What is expected -
Only the lines from the one with "Target: shrub cluster" to the end of the material should be reproduced, exactly and in full, both ends included.

--- Data extracts Enclosed Below ---

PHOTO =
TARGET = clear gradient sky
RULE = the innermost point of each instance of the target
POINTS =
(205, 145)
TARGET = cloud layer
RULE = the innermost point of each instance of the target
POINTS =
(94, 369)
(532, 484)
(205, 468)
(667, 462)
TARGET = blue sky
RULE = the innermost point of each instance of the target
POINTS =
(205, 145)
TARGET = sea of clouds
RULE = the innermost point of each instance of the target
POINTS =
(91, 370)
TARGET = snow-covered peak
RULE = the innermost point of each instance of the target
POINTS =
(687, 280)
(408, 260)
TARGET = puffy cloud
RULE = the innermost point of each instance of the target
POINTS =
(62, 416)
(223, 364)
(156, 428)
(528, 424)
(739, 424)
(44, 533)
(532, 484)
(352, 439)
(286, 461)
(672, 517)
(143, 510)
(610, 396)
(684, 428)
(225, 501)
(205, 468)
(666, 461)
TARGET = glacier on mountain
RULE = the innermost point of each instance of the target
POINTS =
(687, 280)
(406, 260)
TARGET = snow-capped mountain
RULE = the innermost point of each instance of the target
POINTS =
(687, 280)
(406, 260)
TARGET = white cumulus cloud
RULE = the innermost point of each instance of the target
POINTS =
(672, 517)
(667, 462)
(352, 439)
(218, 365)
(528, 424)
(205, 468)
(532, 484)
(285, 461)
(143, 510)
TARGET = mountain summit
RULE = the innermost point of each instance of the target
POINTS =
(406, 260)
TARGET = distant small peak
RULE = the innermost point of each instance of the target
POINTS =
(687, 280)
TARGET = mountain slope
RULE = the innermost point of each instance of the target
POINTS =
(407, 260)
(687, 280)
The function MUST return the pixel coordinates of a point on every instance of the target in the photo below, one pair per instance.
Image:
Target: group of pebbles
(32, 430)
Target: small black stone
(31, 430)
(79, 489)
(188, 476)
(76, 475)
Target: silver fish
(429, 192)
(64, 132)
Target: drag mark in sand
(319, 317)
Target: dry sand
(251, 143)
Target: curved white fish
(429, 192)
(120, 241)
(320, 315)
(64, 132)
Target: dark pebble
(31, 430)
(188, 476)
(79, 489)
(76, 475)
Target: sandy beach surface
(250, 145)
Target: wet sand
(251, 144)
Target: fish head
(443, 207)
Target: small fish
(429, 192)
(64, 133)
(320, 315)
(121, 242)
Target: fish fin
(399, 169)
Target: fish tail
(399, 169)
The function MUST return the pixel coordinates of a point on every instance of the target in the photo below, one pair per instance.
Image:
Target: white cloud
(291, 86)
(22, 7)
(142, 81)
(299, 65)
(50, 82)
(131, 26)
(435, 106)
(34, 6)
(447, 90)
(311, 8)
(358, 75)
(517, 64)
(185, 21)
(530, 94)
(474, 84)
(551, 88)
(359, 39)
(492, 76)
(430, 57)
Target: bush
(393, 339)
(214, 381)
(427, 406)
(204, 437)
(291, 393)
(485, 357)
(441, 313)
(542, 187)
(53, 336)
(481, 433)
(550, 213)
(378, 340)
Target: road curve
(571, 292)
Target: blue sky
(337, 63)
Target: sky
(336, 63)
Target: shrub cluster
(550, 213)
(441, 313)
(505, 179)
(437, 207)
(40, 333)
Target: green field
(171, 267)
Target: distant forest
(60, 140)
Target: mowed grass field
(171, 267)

--- End of Enclosed Data extracts ---

Completed exercise -
Target: shrub cluster
(550, 213)
(441, 313)
(505, 179)
(437, 207)
(40, 333)
Target: green field
(171, 267)
Target: distant forest
(60, 140)
Target: mowed grass field
(171, 267)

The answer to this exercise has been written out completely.